INSTRUCTIONS TO FOLLOW:
Please reproduce the part of the abstract on elections during COVID-19 that runs between "Furthermore, the early" and "African elections safer.", inclusive.

SOURCE EXTRACT:
■ ■ ■ ■ ■ ■ ■

Abstract

Elections create a significant risk of increasing transmission of SARS-CoV-2, the virus that causes COVID-19. At various stages of the electoral process, voters need to interact with officials, they may assemble in private and public spaces, and may exchange objects such as electoral materials and documents. This potential for interactions and exposures to SARS-Cov-2 increases the risk of contamination among electoral officials, political actors, registered voters and all others they come into contact with.  Early in the pandemic, several sets of general recommendations to mitigate these risks were produced. However, due to their timing, those recommendations were unable to draw on evidence from research conducted in the context of COVID-19. As a result, they have little to say about how successfully mitigation measures are implemented in practice.
Furthermore, the early recommendations tend to propose universal solutions that do not always take into account the specific social and economic challenges of Low and Middle-Income Countries (LMICs). For these reasons, the UKRI GCRF/Newton Fund ‘African Elections during the COVID-19 Pandemic’ project is designed to offer evidence-based, context-specific recommendations that are specifically tailored to making African elections safer.
These recommendations may also prove valuable in improving the safety of elections in other LMICs.

■ ■ ■ ■ ■ ■ ■

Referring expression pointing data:
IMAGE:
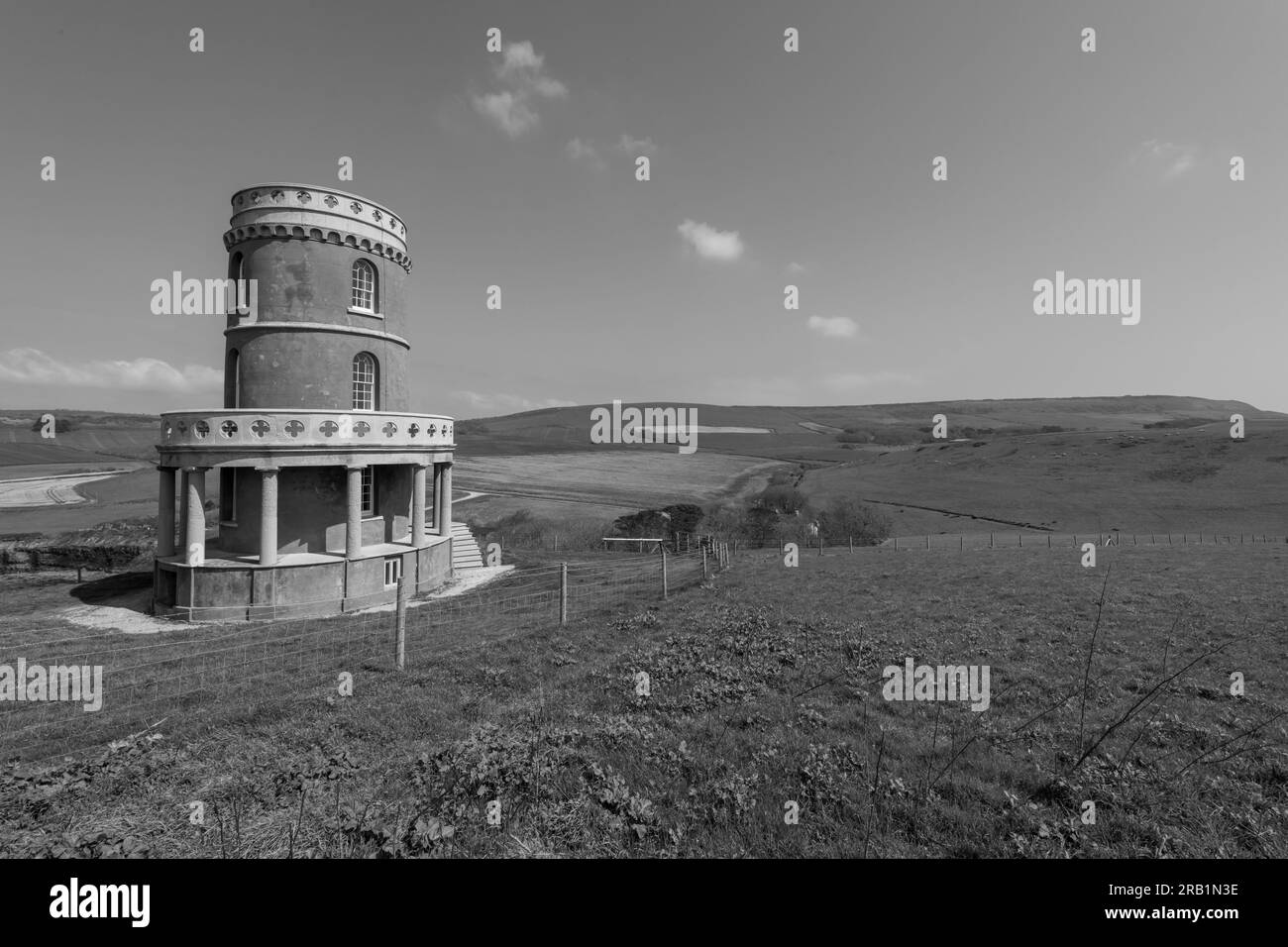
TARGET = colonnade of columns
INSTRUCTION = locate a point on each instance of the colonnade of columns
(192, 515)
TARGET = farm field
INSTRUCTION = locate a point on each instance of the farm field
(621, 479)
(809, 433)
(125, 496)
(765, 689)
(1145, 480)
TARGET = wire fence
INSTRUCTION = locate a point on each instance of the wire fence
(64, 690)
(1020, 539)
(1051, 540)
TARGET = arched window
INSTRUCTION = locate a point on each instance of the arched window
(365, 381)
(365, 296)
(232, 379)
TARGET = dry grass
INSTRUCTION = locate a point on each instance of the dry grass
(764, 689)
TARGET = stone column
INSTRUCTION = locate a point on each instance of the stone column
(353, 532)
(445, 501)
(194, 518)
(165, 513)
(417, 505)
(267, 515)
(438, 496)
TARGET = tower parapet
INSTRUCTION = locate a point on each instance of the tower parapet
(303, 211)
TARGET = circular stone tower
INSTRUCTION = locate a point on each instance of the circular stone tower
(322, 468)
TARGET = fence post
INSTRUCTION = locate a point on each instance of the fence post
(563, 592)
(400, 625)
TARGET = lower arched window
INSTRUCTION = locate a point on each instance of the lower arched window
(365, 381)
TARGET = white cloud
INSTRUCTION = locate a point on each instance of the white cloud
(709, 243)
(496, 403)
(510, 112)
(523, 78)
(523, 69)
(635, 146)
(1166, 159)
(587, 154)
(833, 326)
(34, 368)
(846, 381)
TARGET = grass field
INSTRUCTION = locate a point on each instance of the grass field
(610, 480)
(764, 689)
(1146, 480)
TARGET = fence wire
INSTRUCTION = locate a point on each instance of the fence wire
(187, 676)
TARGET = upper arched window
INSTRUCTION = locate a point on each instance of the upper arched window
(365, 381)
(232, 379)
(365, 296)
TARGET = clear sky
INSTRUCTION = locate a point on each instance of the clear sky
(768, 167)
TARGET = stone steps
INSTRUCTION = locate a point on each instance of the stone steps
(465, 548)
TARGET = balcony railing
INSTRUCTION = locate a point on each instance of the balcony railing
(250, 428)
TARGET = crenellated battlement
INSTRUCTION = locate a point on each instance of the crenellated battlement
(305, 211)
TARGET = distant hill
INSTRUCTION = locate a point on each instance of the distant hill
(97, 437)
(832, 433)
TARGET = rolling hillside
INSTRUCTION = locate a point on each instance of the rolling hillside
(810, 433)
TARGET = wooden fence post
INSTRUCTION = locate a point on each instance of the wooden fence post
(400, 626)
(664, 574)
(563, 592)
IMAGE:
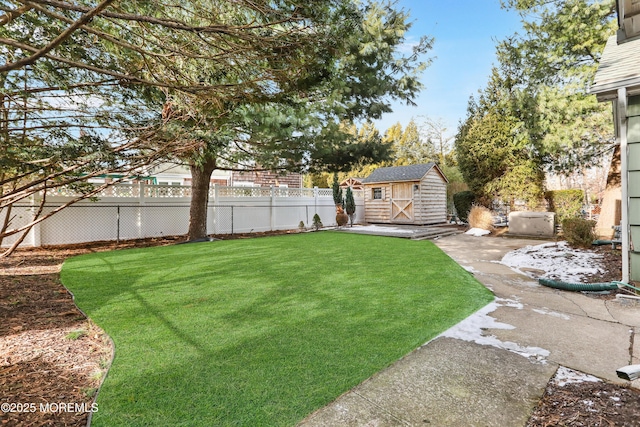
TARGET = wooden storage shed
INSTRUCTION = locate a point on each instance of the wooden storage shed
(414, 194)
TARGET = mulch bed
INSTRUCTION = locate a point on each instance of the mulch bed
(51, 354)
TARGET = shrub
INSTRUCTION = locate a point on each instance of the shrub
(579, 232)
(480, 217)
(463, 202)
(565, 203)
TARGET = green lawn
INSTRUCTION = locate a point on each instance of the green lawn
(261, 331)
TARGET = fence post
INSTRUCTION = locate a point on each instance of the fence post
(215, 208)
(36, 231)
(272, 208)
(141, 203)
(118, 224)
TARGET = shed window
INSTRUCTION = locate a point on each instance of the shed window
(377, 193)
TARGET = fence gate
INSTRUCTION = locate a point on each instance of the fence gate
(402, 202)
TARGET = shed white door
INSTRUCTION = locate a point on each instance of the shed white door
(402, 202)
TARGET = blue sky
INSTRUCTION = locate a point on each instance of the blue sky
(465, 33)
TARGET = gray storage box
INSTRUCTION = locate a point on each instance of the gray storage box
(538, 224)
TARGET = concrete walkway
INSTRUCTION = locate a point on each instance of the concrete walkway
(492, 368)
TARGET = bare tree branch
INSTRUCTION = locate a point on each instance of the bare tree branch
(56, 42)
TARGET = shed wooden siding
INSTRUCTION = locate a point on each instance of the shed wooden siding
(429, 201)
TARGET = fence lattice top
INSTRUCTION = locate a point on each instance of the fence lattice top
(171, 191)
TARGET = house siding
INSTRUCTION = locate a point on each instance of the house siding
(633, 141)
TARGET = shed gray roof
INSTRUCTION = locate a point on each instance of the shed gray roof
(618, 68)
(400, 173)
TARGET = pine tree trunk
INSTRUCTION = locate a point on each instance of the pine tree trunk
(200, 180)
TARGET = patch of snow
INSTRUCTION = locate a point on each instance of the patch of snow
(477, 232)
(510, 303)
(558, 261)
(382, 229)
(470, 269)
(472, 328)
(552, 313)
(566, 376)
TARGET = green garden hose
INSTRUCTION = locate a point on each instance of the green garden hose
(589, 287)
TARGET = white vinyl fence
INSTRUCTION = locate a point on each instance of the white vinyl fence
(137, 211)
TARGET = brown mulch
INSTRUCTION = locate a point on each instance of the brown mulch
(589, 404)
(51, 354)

■ ■ ■ ■ ■ ■ ■

RESPONSE TO THIS EXERCISE:
Furthermore, the early recommendations tend to propose universal solutions that do not always take into account the specific social and economic challenges of Low and Middle-Income Countries (LMICs). For these reasons, the UKRI GCRF/Newton Fund ‘African Elections during the COVID-19 Pandemic’ project is designed to offer evidence-based, context-specific recommendations that are specifically tailored to making African elections safer.